Document text
-----
Two warnings on this blog report, graphic description of poorly performing bodily functions and a pretty downbeat spin on things. It won't last, don't worry....
The second race in the Grand Slam did not pan out as I had hoped. As regular readers of this blog well know, I have been injured for most of the year with two stress fractures and almost no run training to speak of in the run up to Western States which I managed to get through on cycling training on a stationary bike, mental stubborness and good luck that my shin held up.
When I returned I thought long and hard about going to Vermont to run. Between the two races I managed a total of 3 miles, had a lot of trouble sleeping and was mentally and physically fatigued as a result of pushing an out of shape body through 100 hot mountain miles in 28 hours. But to not have tried would have been a sin. I was thankful I got through WS but knew if I could knock off Vermont, the 'easiest' 100 in the Slam, then I would have enough time to recover better for Leadville in August.
We left it late to fly out and for the third time in succession, BA had oversold the flight and made us wait until an hour before the plane was due to leave before confirming we had a seat! In the end we landed in Boston around 8pm (1am UK time) and drove the 2 hours out to White River Junction. Thursday night we got about 5 hrs of sleep and then hit registration at Silver Hill Meadow, hidden in the green hills and rolling dirt roads of Vermont alongside around 300 other runners and some horses who were also running the race (not joking). Below is a picture of two of the 100 mile horses wearing blinkers, except the blinkers are actually total headwrap blindfolds? This is the best thing that I have ever seen at an ultra
At registration there was a weigh in and I came in 4 lbs lighter than WS starting weight. It kind of told me what I already knew, that I wasn't over the race 3 weeks prior but I felt ok. We got back to the hotel around 7pm that evening and got off to sleep around 9 but with a 2am start, again, left short of sleep for the 30 minute drive to race HQ. I felt awful in the car before the race start and maybe should have read it as a sign of things to come but once you get started at these things all the previous issues tend to fade away.
-----
Data listing
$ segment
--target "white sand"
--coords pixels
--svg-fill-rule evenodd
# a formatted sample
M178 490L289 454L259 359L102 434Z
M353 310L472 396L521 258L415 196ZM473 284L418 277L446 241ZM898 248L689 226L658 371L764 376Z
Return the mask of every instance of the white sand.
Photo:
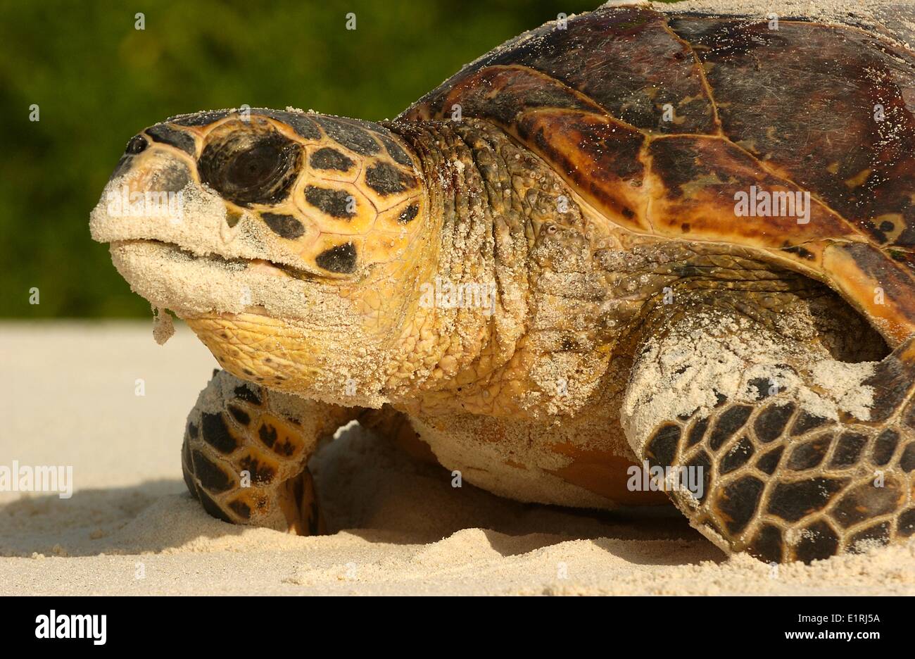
-----
Task list
1. In the race report, how much lighter was the runner at the Vermont registration weigh-in than at the Western States starting weight?
2. Repeat the passage of the race report from "The second race" to "shin held up." word for word.
Answer from the race report alone, not from the data.

Replies
1. 4 lbs lighter.

2.
The second race in the Grand Slam did not pan out as I had hoped. As regular readers of this blog well know, I have been injured for most of the year with two stress fractures and almost no run training to speak of in the run up to Western States which I managed to get through on cycling training on a stationary bike, mental stubborness and good luck that my shin held up.